→ REQUESTS
(a) Decide whether each statement below agrees with the court opinion in White v. McCarter. Answer yes or no for each one and quote the words from the opinion that decide it. (i) The opinion was filed on 26 February 1964. (ii) The principal bears the burden of proving the plea of payment. (iii) The civil action sought cancellation of a deed of trust.
(b) Carry on the court opinion in White v. McCarter from its final sentence.

→ SOURCE TEXT
White v. McCarter, 261 N.C. 362 (1964)

Feb. 26, 1964 · Supreme Court of North Carolina
261 N.C. 362

JAMES HENRY WHITE and wife, WEALTHY WHITE v. HATTIE McCARTER, REGINALD L. FRAZIER, Individually, and REGINALD FRAZIER, Trustee.

(Filed 26 February 1964.)

Payment § 4—

Where, in the principal’s cross-action against the agent to recover funds collected by the agent in her behalf, the agent admits collecting the funds as agent but asserts that he paid the full amount of the funds to the principal, the burden is upon the agent to prove his affirmative plea of payment, and he may not complain of an instruction placing the burden upon the principal to satisfy the jury by the greater weight of the evidence of the indebtedness and the amount thereof.

Appeal by defendant, Reginald L. Frazier, from Bundy, J., September-October 1963 Session of CeaveN.

Civil action for accounting and cancellation of a deed of trust.

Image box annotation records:

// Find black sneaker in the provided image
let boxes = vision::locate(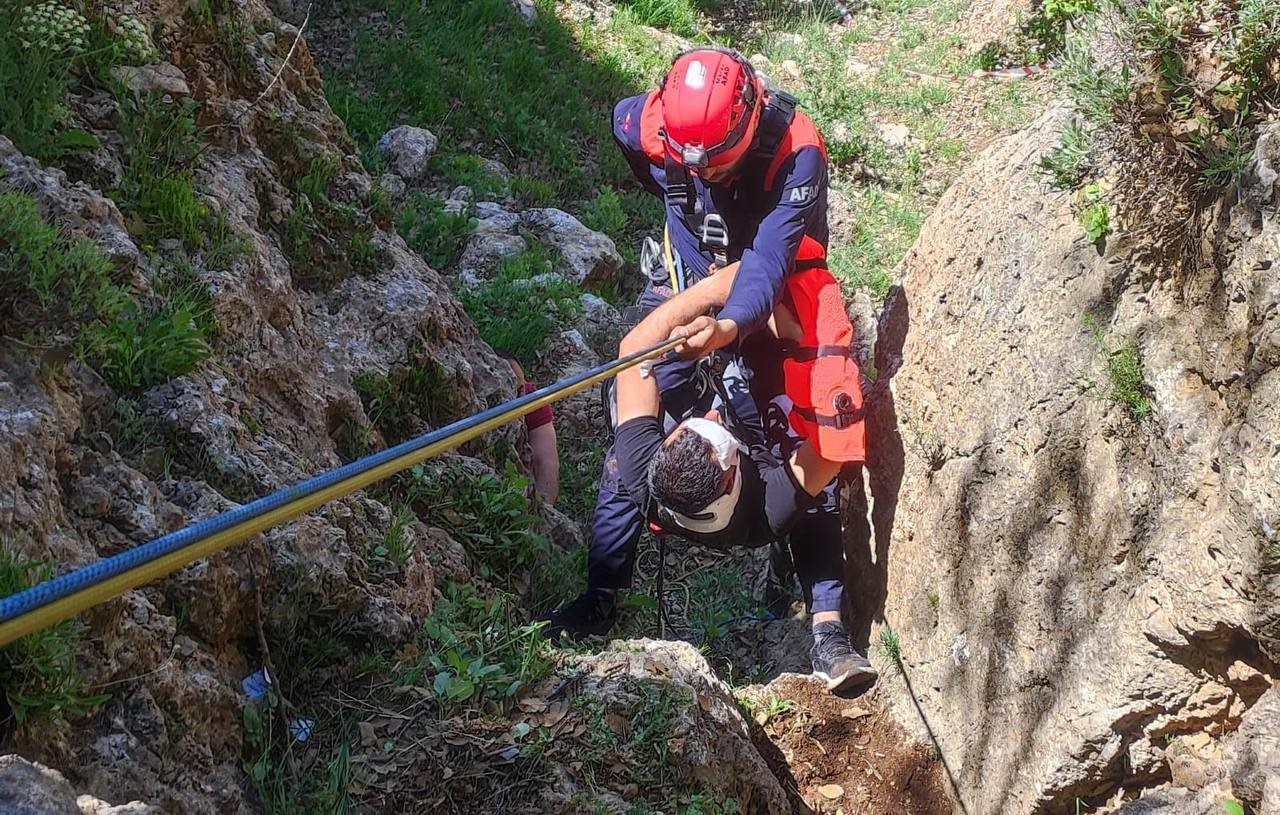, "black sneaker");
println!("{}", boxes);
[543,589,618,641]
[809,623,879,693]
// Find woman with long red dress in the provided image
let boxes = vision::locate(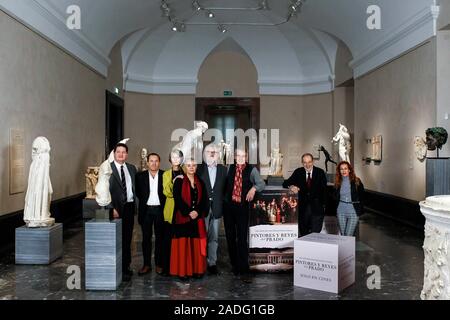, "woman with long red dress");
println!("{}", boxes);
[170,159,209,280]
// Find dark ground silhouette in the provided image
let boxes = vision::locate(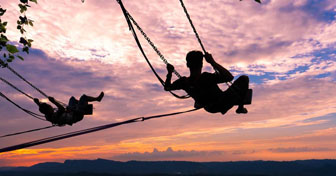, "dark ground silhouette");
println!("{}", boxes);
[0,159,336,176]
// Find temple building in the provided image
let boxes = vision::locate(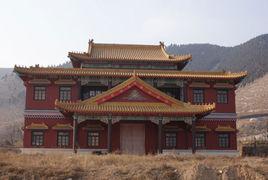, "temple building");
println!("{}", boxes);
[14,40,247,155]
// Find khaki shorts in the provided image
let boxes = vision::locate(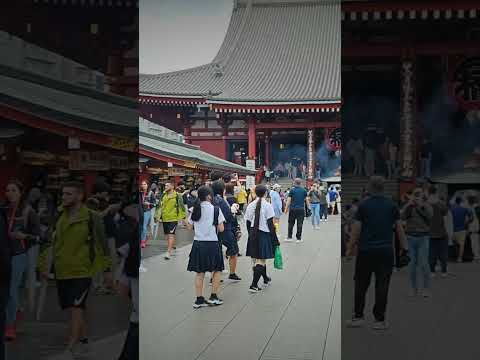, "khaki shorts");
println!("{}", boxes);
[452,230,467,245]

→ THE RESPONSES
(a)
(i) Yes: "(Filed 26 February 1964.)"
(ii) No: "the burden is upon the agent to prove his affirmative plea of payment"
(iii) Yes: "Civil action for accounting and cancellation of a deed of trust."

(b)
Plaintiffs purchased two lots from defendant McCarter at the price of $1250. The terms of sale were: $250 cash, the balance payable in 23 monthly installments of $30 each and a final installment of $310. A deed, promissory note and deed of trust were executed. Defendant Frazier, a lawyer, prepared these instruments. He was named trustee in the deed of trust; and McCarter and Frazier were the payees in the note. McCarter, a woman 86 years old, authorized Frazier to act as her agent in closing the transaction and collecting the payments from plaintiffs. The deed was delivered to plaintiffs; Frazier retained the note and deed of trust. Plaintiffs delivered to Frazier the $250 down payment and thir*363teen installments in the amount of $50 each, a total of $900, and took Frazier’s receipts therefor. A further payment to Frazier was returned to plaintiffs with the information that McCarter had refused to accept it and had demanded foreclosure of the deed of trust. Plaintiffs tendered $350 and when it was refused they instituted this action offering to pay $350 and asking for a cancellation of the deed of trust. McCarter, answering, pleaded a cross-action against Frazier for an accounting, alleging that he had not paid to her the money he had collected. Frazier admitted collecting the $900 and denied that he owed McCarter any amount. McCarter testified that Frazier had loaned her $21 and had paid to her on account of the collections from plaintiffs three or four payments of $23 each and three or four payments of $50 each, and no more. Frazier testified that he collected $900 from plaintiffs, delivered the payments to McCarter at the time he made the collections, and he required of her no receipts because of the close friendship between them.

The jury found that Frazier was agent for McCarter in making the .sale and collections, that plaintiffs owe McCarter $350, and that Mc-Carter is “entitled to recover” of Frazier $428. Judgment was entered providing for the cancellation of the deed of trust upon payment of $350 by the plaintiffs to McCarter, and adjudging that McCarter recover of Frazier $428.

Frazier appeals.

Earl Whitted, Jr., for defendant appellant.

Ward •& Ward for defendant appellee.

Per Curiam.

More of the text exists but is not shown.